> **SCHRIFTELIJK VERZOEK**
Geef het gehele materiaal hieronder weer als CSV met twee kolommen, "opdracht" en "antwoord", met voor elke opdracht één rij die de tekst en het bijbehorende antwoord bevat. Plaats beide elk in één veld tussen aanhalingstekens en vervang regeleinden door spaties.

> **RECORDS UIT DATASET**
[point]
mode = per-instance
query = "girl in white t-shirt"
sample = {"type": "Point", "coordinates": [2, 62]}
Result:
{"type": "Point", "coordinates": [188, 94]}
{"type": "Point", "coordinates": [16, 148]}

> **ANTWOORD HIERONDER**
opdracht,antwoord
"[point] mode = per-instance query = ""girl in white t-shirt"" sample = {""type"": ""Point"", ""coordinates"": [2, 62]} Result:","{""type"": ""Point"", ""coordinates"": [188, 94]} {""type"": ""Point"", ""coordinates"": [16, 148]}"